## Written task
Copy verbatim the lines of the items below, from the line containing "Provide the mask of every instance of the person in black" through the final line of the items, both included.

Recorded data
'''
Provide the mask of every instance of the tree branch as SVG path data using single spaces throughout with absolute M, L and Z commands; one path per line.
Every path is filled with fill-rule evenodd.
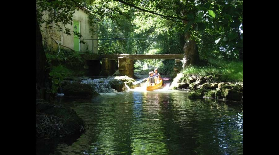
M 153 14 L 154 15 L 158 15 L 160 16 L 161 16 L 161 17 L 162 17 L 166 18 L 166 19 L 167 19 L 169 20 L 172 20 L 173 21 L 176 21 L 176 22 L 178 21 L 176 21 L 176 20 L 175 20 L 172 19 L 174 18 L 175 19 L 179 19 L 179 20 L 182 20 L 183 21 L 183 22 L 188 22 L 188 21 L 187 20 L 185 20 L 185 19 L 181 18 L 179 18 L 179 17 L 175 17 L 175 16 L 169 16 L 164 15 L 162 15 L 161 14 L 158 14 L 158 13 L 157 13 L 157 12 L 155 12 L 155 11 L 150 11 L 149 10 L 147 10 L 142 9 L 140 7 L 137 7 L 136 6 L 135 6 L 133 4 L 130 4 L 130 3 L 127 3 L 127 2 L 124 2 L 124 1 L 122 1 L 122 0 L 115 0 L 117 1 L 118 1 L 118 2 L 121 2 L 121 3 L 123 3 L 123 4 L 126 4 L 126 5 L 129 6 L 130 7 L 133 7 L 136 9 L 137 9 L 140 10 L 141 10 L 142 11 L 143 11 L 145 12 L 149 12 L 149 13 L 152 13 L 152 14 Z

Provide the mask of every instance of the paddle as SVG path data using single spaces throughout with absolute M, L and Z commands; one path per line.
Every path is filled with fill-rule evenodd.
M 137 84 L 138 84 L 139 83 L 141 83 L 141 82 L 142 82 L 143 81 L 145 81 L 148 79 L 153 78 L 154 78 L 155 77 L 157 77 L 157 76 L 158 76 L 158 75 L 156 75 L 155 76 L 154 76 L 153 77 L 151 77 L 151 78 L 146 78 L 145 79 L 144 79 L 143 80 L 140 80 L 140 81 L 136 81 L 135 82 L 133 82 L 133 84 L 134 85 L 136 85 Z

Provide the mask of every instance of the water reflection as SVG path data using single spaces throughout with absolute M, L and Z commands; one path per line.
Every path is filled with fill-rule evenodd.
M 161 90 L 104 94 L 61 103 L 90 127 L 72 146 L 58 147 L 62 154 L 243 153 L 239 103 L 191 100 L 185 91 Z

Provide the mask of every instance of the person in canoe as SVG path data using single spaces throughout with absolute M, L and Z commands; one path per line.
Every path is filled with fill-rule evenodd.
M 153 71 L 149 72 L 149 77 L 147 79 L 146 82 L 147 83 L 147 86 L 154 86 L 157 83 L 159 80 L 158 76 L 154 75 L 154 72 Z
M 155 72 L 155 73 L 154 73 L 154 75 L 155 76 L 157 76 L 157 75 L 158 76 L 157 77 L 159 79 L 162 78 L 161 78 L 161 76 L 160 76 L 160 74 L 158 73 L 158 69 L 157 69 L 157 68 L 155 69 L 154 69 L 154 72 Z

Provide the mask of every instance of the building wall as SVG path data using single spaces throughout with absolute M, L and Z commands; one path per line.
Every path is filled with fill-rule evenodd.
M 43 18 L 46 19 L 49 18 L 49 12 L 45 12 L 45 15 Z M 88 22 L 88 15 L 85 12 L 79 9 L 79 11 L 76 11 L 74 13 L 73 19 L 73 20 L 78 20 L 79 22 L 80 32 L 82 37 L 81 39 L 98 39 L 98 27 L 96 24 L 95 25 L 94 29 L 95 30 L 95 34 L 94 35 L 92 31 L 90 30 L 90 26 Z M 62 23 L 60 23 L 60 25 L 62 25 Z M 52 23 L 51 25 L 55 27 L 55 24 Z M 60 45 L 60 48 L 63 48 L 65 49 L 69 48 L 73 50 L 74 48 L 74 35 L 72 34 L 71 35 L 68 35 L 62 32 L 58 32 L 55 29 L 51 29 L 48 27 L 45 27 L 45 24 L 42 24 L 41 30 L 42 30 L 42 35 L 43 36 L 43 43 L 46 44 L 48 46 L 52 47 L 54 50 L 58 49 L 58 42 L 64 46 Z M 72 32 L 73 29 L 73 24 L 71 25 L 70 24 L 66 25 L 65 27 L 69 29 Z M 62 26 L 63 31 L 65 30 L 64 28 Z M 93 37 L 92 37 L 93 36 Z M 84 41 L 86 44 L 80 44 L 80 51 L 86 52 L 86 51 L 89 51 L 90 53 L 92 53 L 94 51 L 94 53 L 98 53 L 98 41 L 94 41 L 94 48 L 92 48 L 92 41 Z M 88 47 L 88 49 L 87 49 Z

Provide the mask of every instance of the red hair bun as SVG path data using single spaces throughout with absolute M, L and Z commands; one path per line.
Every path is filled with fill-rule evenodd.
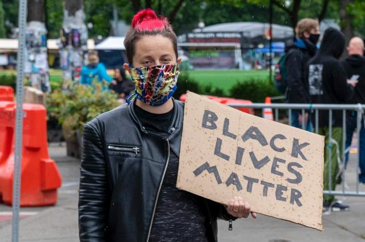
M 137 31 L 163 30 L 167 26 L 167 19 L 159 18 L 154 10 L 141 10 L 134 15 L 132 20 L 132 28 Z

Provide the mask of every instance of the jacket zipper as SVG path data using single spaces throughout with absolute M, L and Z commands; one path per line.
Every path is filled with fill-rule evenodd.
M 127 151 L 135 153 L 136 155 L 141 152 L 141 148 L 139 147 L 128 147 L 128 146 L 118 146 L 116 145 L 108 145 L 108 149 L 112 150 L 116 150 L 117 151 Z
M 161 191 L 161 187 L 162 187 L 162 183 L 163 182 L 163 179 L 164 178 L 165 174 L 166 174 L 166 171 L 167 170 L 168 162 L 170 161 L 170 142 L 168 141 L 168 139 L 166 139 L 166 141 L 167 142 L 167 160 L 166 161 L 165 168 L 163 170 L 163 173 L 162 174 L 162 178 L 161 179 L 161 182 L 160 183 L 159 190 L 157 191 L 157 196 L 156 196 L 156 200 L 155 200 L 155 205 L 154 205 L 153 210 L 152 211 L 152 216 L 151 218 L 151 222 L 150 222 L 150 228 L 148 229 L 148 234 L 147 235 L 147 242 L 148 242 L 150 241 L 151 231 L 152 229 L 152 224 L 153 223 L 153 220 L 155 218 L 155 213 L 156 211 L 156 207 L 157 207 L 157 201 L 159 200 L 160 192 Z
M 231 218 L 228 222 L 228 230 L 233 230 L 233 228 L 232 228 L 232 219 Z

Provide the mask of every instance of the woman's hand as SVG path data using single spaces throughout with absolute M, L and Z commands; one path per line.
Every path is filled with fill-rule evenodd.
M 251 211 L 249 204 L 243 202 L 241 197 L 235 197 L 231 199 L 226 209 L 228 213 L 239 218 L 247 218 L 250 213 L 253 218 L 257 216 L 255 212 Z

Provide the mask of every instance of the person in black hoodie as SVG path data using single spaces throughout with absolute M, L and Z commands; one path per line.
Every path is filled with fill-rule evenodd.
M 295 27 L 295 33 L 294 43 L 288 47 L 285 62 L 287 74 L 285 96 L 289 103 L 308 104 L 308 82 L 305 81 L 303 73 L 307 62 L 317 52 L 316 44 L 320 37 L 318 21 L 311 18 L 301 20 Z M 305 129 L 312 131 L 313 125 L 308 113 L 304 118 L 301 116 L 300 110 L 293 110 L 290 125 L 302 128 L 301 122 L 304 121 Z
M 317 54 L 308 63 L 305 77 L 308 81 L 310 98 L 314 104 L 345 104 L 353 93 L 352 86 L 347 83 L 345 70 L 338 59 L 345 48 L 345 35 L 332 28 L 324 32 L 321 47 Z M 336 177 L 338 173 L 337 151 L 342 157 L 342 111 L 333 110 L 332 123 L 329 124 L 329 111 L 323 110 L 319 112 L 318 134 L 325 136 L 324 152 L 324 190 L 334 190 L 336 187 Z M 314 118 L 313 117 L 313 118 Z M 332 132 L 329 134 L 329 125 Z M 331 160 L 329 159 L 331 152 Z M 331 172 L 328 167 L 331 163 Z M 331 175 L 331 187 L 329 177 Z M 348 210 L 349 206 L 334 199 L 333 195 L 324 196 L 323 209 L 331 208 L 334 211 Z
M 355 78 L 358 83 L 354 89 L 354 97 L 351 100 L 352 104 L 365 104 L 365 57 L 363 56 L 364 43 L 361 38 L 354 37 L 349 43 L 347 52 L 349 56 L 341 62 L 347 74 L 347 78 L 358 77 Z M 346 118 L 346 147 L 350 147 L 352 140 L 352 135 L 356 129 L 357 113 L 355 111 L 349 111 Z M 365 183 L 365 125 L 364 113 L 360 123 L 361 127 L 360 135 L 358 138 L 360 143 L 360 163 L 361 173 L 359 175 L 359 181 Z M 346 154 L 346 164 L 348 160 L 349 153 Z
'''
## In response
Provide the mask of every instance of the person in black hoodie as SVG path data using single spaces throughout with absolute M, L and Z commands; one path per line.
Every path is filled with fill-rule evenodd.
M 295 27 L 295 33 L 294 43 L 288 47 L 285 62 L 287 74 L 285 96 L 289 103 L 308 104 L 308 82 L 305 81 L 303 73 L 307 62 L 317 52 L 316 44 L 320 37 L 318 21 L 311 18 L 301 20 Z M 305 129 L 312 131 L 313 125 L 308 113 L 304 118 L 301 116 L 300 110 L 293 110 L 290 125 L 302 128 L 301 122 L 304 121 Z
M 317 54 L 308 63 L 305 77 L 308 81 L 310 98 L 314 104 L 345 104 L 353 93 L 352 86 L 347 83 L 345 70 L 338 59 L 345 48 L 345 35 L 332 28 L 324 32 L 321 47 Z M 336 177 L 338 173 L 337 151 L 342 157 L 342 111 L 333 110 L 332 123 L 329 124 L 329 111 L 323 110 L 319 112 L 318 134 L 325 136 L 324 152 L 324 190 L 334 190 L 336 187 Z M 314 118 L 313 117 L 313 118 Z M 332 132 L 329 134 L 329 125 Z M 331 160 L 329 159 L 331 152 Z M 331 172 L 328 167 L 331 163 Z M 331 175 L 331 187 L 329 177 Z M 348 210 L 349 206 L 334 199 L 333 195 L 324 196 L 323 209 L 331 208 L 334 211 Z
M 355 78 L 358 83 L 354 89 L 354 97 L 351 100 L 352 104 L 365 104 L 365 57 L 363 56 L 364 43 L 361 38 L 354 37 L 349 43 L 347 52 L 349 56 L 341 62 L 347 74 L 347 78 L 358 77 Z M 346 118 L 346 147 L 350 147 L 352 140 L 352 135 L 356 129 L 357 113 L 355 111 L 349 111 Z M 365 183 L 365 125 L 364 113 L 360 123 L 361 127 L 360 135 L 358 138 L 360 143 L 360 163 L 361 173 L 359 175 L 359 181 Z M 346 154 L 346 164 L 348 160 L 349 153 Z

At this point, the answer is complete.